> _EXERCISE INSTRUCTIONS_
Rewrite these lines with every "rough mask" changed to "coarse mask", keeping everything else the same and leaving the pictures out.
[SUPPLIED MATERIAL]
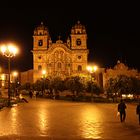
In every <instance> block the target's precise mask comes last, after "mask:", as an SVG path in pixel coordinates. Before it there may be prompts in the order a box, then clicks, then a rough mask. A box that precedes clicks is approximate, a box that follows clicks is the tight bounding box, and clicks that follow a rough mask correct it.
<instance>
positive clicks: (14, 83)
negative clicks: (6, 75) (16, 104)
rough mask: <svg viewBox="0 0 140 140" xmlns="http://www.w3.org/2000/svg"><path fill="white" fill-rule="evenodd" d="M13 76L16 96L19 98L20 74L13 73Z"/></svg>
mask: <svg viewBox="0 0 140 140" xmlns="http://www.w3.org/2000/svg"><path fill="white" fill-rule="evenodd" d="M12 75H13V77H12V78H13V79H12V80H13V84H14V91H15V92H14V93H15V94H14V96H17V88H18V72H17V71H14V72H13V73H12Z"/></svg>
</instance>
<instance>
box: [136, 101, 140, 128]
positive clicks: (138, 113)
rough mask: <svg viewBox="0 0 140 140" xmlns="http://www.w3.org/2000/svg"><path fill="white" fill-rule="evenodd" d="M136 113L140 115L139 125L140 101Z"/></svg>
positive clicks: (136, 113)
mask: <svg viewBox="0 0 140 140" xmlns="http://www.w3.org/2000/svg"><path fill="white" fill-rule="evenodd" d="M136 114H137V115H138V119H139V125H140V102H139V104H138V105H137V107H136Z"/></svg>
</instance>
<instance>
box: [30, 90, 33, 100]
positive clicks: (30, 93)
mask: <svg viewBox="0 0 140 140" xmlns="http://www.w3.org/2000/svg"><path fill="white" fill-rule="evenodd" d="M29 96H30V98H32V97H33V92H32V91H31V90H30V91H29Z"/></svg>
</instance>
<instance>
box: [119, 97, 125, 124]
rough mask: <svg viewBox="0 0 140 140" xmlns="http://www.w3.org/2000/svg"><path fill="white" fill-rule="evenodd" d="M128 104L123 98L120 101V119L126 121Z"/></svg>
mask: <svg viewBox="0 0 140 140" xmlns="http://www.w3.org/2000/svg"><path fill="white" fill-rule="evenodd" d="M125 109H126V104H125V103H124V101H123V100H122V99H121V101H120V103H119V104H118V112H119V113H120V121H121V122H124V121H125V118H126V111H125Z"/></svg>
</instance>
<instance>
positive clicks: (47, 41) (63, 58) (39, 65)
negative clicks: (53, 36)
mask: <svg viewBox="0 0 140 140" xmlns="http://www.w3.org/2000/svg"><path fill="white" fill-rule="evenodd" d="M32 53H33V71H34V73H33V82H35V81H36V80H37V79H40V78H41V77H42V70H46V76H48V77H56V76H59V77H62V78H65V77H67V76H72V75H79V74H86V73H87V69H86V67H87V61H88V53H89V51H88V49H87V33H86V29H85V26H83V25H82V24H81V23H80V22H79V21H78V22H77V23H76V24H75V25H74V26H73V27H72V29H71V34H70V37H68V39H67V41H66V42H63V41H62V40H60V38H59V39H58V40H57V41H56V42H55V43H53V42H52V40H51V37H50V34H49V31H48V28H47V27H45V26H44V24H43V23H41V25H39V26H38V27H37V28H35V30H34V35H33V50H32Z"/></svg>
[/SUPPLIED MATERIAL]
> _ANSWER SPACE_
In every <instance> block the target's precise mask comes last, after "mask:", as an SVG path in pixel coordinates. Before it there may be prompts in the order a box, then clicks, then a coarse mask. A box that precedes clicks is approximate, a box that follows clicks is the tight bounding box, and clicks that follow a coarse mask correct it.
<instance>
positive clicks: (14, 83)
negative clicks: (6, 75) (16, 104)
coarse mask: <svg viewBox="0 0 140 140" xmlns="http://www.w3.org/2000/svg"><path fill="white" fill-rule="evenodd" d="M13 76L16 96L19 98L20 74L13 73Z"/></svg>
mask: <svg viewBox="0 0 140 140" xmlns="http://www.w3.org/2000/svg"><path fill="white" fill-rule="evenodd" d="M12 75H13V77H12V78H13V79H12V80H13V84H14V91H15V92H14V93H15V94H14V96H17V88H18V72H17V71H14V72H13V73H12Z"/></svg>
</instance>
<instance>
box: [136, 101, 140, 128]
positive clicks: (138, 113)
coarse mask: <svg viewBox="0 0 140 140" xmlns="http://www.w3.org/2000/svg"><path fill="white" fill-rule="evenodd" d="M136 113L140 115L139 125L140 101Z"/></svg>
positive clicks: (136, 113)
mask: <svg viewBox="0 0 140 140" xmlns="http://www.w3.org/2000/svg"><path fill="white" fill-rule="evenodd" d="M136 114H137V115H138V119H139V125H140V102H139V104H138V105H137V107H136Z"/></svg>
</instance>
<instance>
box: [30, 90, 33, 100]
positive clicks: (30, 93)
mask: <svg viewBox="0 0 140 140" xmlns="http://www.w3.org/2000/svg"><path fill="white" fill-rule="evenodd" d="M29 96H30V98H32V97H33V92H32V91H31V90H30V91H29Z"/></svg>
</instance>
<instance>
box: [119, 97, 125, 124]
coarse mask: <svg viewBox="0 0 140 140" xmlns="http://www.w3.org/2000/svg"><path fill="white" fill-rule="evenodd" d="M128 104L123 98L120 101V119L126 121Z"/></svg>
mask: <svg viewBox="0 0 140 140" xmlns="http://www.w3.org/2000/svg"><path fill="white" fill-rule="evenodd" d="M125 109H126V104H125V103H124V101H123V100H122V99H121V101H120V103H119V104H118V112H119V113H120V121H121V122H124V121H125V118H126V111H125Z"/></svg>
</instance>
<instance>
positive clicks: (47, 41) (63, 58) (39, 65)
negative clicks: (53, 36)
mask: <svg viewBox="0 0 140 140" xmlns="http://www.w3.org/2000/svg"><path fill="white" fill-rule="evenodd" d="M32 53H33V71H34V73H33V82H35V81H36V80H37V79H40V78H41V77H42V70H46V76H48V77H56V76H59V77H62V78H65V77H67V76H72V75H79V74H86V73H87V69H86V67H87V61H88V53H89V51H88V49H87V33H86V29H85V26H83V25H82V24H81V23H80V22H79V21H78V22H77V23H76V24H75V25H74V26H73V27H72V29H71V34H70V37H68V39H67V41H66V42H63V41H62V40H60V38H59V39H58V40H57V41H56V42H55V43H53V42H52V40H51V37H50V34H49V31H48V28H47V27H45V26H44V24H43V23H41V25H39V26H38V27H37V28H35V30H34V35H33V50H32Z"/></svg>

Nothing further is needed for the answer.